## CHALLENGE
Will you copy out all of the data below, line for line, with no changes?

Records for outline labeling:
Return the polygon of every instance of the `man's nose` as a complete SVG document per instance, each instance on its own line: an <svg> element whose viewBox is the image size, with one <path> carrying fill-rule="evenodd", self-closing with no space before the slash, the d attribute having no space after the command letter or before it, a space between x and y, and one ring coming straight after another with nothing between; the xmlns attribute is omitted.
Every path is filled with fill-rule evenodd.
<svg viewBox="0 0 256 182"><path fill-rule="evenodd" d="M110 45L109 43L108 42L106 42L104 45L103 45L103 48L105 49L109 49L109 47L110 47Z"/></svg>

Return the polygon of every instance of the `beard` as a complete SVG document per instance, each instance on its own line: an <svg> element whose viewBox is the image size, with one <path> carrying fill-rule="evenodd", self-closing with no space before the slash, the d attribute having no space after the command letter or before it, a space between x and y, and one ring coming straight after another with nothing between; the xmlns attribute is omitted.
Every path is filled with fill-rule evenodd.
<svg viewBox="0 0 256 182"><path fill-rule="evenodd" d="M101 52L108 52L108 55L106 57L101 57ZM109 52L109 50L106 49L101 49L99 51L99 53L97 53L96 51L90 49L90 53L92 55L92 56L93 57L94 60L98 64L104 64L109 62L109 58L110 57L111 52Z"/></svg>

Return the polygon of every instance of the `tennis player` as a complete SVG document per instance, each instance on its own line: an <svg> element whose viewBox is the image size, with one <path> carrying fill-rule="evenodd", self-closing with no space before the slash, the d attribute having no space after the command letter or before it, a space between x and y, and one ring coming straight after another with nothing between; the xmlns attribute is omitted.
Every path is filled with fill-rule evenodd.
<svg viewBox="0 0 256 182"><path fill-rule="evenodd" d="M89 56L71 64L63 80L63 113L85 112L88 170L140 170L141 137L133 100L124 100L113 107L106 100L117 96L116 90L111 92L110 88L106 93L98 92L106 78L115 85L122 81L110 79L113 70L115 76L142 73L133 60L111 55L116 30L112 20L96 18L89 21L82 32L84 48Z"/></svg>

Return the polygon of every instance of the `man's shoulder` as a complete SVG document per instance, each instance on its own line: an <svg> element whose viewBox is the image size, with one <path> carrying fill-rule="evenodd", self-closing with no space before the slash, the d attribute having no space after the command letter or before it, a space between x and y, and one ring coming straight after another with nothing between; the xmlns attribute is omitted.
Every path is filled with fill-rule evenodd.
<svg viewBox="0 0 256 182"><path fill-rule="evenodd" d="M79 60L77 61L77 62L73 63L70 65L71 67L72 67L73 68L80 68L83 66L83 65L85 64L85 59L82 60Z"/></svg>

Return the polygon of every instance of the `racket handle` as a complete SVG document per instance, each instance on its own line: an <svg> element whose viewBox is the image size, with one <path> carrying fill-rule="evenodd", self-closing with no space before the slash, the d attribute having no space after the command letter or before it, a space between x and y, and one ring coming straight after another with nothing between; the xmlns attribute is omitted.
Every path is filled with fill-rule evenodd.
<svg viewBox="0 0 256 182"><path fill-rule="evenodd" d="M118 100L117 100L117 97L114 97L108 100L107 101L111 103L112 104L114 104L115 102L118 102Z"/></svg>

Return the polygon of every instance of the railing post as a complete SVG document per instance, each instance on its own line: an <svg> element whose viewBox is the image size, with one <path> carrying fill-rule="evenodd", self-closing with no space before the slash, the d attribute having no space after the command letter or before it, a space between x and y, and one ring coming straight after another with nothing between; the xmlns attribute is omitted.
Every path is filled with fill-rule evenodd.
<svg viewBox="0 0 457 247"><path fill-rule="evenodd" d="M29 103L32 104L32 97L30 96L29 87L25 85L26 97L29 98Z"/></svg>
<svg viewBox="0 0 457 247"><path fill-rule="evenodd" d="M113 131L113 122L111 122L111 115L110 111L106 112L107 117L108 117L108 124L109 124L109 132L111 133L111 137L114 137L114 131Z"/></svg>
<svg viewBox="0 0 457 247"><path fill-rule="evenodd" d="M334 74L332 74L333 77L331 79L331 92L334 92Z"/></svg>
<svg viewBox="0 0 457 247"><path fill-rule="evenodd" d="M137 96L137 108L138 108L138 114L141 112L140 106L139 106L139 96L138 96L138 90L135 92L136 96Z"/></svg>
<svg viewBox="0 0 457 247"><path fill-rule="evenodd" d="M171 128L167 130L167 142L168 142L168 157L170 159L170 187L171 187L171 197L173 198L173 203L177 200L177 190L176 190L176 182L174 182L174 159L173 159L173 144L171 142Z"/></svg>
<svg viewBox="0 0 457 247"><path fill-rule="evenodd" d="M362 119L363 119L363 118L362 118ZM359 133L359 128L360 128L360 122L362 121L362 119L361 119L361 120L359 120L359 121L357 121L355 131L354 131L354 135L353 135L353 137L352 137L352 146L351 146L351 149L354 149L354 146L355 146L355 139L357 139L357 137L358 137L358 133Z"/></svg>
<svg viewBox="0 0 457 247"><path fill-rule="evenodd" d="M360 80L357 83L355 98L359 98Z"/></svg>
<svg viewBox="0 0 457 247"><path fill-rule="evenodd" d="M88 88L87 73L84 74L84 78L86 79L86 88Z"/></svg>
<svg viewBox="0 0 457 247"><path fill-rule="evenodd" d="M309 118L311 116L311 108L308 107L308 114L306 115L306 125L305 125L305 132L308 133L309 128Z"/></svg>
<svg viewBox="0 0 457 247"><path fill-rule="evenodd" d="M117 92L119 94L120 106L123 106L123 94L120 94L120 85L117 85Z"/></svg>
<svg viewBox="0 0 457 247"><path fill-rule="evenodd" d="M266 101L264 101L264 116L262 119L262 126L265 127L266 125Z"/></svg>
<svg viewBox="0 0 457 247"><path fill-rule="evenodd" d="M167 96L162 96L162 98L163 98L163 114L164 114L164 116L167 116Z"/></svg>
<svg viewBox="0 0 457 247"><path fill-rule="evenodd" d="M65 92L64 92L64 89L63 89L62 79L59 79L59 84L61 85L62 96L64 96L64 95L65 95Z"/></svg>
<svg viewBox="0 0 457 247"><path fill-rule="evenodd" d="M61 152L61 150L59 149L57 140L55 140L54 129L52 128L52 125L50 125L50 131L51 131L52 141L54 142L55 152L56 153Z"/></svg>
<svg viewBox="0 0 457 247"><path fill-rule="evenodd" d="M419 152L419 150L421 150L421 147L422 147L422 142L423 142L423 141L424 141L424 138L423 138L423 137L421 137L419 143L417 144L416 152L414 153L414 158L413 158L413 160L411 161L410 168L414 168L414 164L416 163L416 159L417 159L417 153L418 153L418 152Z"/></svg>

## SOLUTION
Return the polygon of every instance of the `man's nose` as a complete SVG document per instance, each instance on its own line: an <svg> element whose viewBox is the image size, with one <path> carrying fill-rule="evenodd", self-closing with no space before the slash, the d attribute having no space after the command letter or before it, a space between x and y, and one ring coming straight after another with nothing between; the xmlns attribute is omitted.
Every path is filled with fill-rule evenodd.
<svg viewBox="0 0 256 182"><path fill-rule="evenodd" d="M110 45L109 43L108 42L106 42L104 45L103 45L103 48L105 49L109 49L109 47L110 47Z"/></svg>

Return the polygon of every instance of the `beard` as a complete SVG document per instance, each instance on its own line: an <svg> element whose viewBox is the image size, with one <path> carrying fill-rule="evenodd", self-closing with no space before the slash, the d attribute having no space after the command letter or before it, a space between x and y, and one ring coming straight after another with nothing between; the xmlns attribute is omitted.
Every path is filled with fill-rule evenodd.
<svg viewBox="0 0 256 182"><path fill-rule="evenodd" d="M101 52L108 52L108 55L106 57L101 57ZM109 52L109 50L106 49L101 49L99 51L99 53L97 53L96 51L90 49L90 53L92 55L92 56L93 57L94 60L98 64L104 64L109 62L109 58L110 57L111 52Z"/></svg>

Return the polygon of every instance of the `tennis player` as a complete SVG document per instance, each instance on its own line: an <svg> element whose viewBox is the image size, with one <path> carrying fill-rule="evenodd", self-closing with no space before the slash, the d attribute having no space after the command letter or before it, a space between x and y, and one ring coming straight after another with nothing between; the xmlns attribute is omitted.
Every path is filled with fill-rule evenodd.
<svg viewBox="0 0 256 182"><path fill-rule="evenodd" d="M89 56L71 64L63 80L63 113L85 112L88 170L140 170L141 137L133 100L124 100L113 107L106 100L117 96L116 90L111 92L110 88L106 93L98 92L106 78L115 85L122 81L110 79L113 70L115 76L142 73L133 60L111 55L116 30L112 20L96 18L89 21L82 32L84 48Z"/></svg>

Return the polygon of every instance of the `man's shoulder` as a complete SVG document per instance, each instance on its own line: an <svg> element whose viewBox is the image size, with one <path> carrying fill-rule="evenodd", self-closing with no space before the slash, the d attribute having no space after the command letter or before it, a space between x and y, and one ring coming straight after another with nothing between; the xmlns attribute is omitted.
Every path is filled with fill-rule evenodd.
<svg viewBox="0 0 256 182"><path fill-rule="evenodd" d="M79 60L77 61L77 62L73 63L70 65L71 67L72 67L73 68L80 68L83 66L83 65L85 64L85 59L82 60Z"/></svg>

Return the polygon of every instance of the `racket handle` as a complete SVG document per instance, each instance on its own line: an <svg> element whose viewBox is the image size, with one <path> carrying fill-rule="evenodd", self-closing with no space before the slash, the d attribute having no space after the command letter or before it, a space between x and y, and one ring coming straight after another with nothing between; the xmlns attribute is omitted.
Every path is filled with fill-rule evenodd.
<svg viewBox="0 0 256 182"><path fill-rule="evenodd" d="M118 100L117 100L117 97L114 97L108 100L107 101L111 103L112 104L114 104L115 102L118 102Z"/></svg>

Return the polygon of every instance of the railing post as a complete SVG document per instance, each instance on its own line: an <svg> element whose viewBox is the image size, with one <path> carrying fill-rule="evenodd", self-closing with no space before the slash, the d attribute having no space after the command letter or before it, a space between x and y, and one ring coming straight after another with nothing between; the xmlns attribute is omitted.
Every path is filled with fill-rule evenodd.
<svg viewBox="0 0 457 247"><path fill-rule="evenodd" d="M29 103L32 104L32 97L30 96L29 87L25 85L26 97L29 98Z"/></svg>
<svg viewBox="0 0 457 247"><path fill-rule="evenodd" d="M113 131L113 122L111 122L111 115L110 111L106 112L107 117L108 117L108 124L109 124L109 132L111 133L111 137L114 137L114 131Z"/></svg>
<svg viewBox="0 0 457 247"><path fill-rule="evenodd" d="M334 74L332 74L333 77L331 79L331 92L334 92Z"/></svg>
<svg viewBox="0 0 457 247"><path fill-rule="evenodd" d="M137 96L137 108L138 108L138 114L141 112L140 106L139 106L139 96L138 96L138 90L135 92L136 96Z"/></svg>
<svg viewBox="0 0 457 247"><path fill-rule="evenodd" d="M171 128L167 130L167 142L168 142L168 157L170 159L170 187L171 187L171 197L173 198L173 203L177 200L177 190L176 190L176 182L174 182L174 159L173 159L173 144L171 142Z"/></svg>
<svg viewBox="0 0 457 247"><path fill-rule="evenodd" d="M362 119L363 119L363 118L362 118ZM359 133L359 128L360 128L360 122L362 121L362 119L361 119L361 120L359 120L359 121L357 121L355 131L354 131L354 135L353 135L353 137L352 137L352 146L351 146L351 149L354 149L354 146L355 146L355 139L357 139L357 137L358 137L358 133Z"/></svg>
<svg viewBox="0 0 457 247"><path fill-rule="evenodd" d="M360 80L357 83L355 98L359 98Z"/></svg>
<svg viewBox="0 0 457 247"><path fill-rule="evenodd" d="M88 88L87 73L84 74L84 78L86 79L86 88Z"/></svg>
<svg viewBox="0 0 457 247"><path fill-rule="evenodd" d="M309 118L311 116L311 108L308 107L308 114L306 115L306 125L305 125L305 132L308 133L309 128Z"/></svg>
<svg viewBox="0 0 457 247"><path fill-rule="evenodd" d="M117 92L119 94L120 106L123 106L123 94L120 94L120 85L117 85Z"/></svg>
<svg viewBox="0 0 457 247"><path fill-rule="evenodd" d="M266 101L264 101L264 116L262 119L262 126L265 127L266 125Z"/></svg>
<svg viewBox="0 0 457 247"><path fill-rule="evenodd" d="M167 96L162 96L162 98L163 98L163 114L164 114L164 116L167 116Z"/></svg>
<svg viewBox="0 0 457 247"><path fill-rule="evenodd" d="M65 92L64 92L64 89L63 89L62 79L59 79L59 84L61 85L62 96L64 96L64 95L65 95Z"/></svg>
<svg viewBox="0 0 457 247"><path fill-rule="evenodd" d="M61 152L61 150L59 149L57 140L55 140L54 129L52 128L52 125L50 125L50 131L51 131L52 141L54 142L55 152L56 153Z"/></svg>
<svg viewBox="0 0 457 247"><path fill-rule="evenodd" d="M419 152L419 150L421 150L421 147L422 147L422 142L423 142L423 141L424 141L424 138L423 138L423 137L421 137L419 143L417 144L416 152L414 153L414 158L413 158L413 160L411 161L410 168L414 168L414 164L416 163L416 159L417 159L417 153L418 153L418 152Z"/></svg>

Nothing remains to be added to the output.